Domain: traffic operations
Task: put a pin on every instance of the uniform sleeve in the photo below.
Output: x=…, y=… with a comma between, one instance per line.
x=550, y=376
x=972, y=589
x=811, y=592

▶ [Requirement]
Would you please repeat the entire listing, line for line?

▶ [Response below]
Domain: traffic operations
Task: put a pin on every instance of the uniform sleeve in the photo below.
Output: x=…, y=… with a comma between, one instance per line.
x=550, y=376
x=972, y=589
x=811, y=592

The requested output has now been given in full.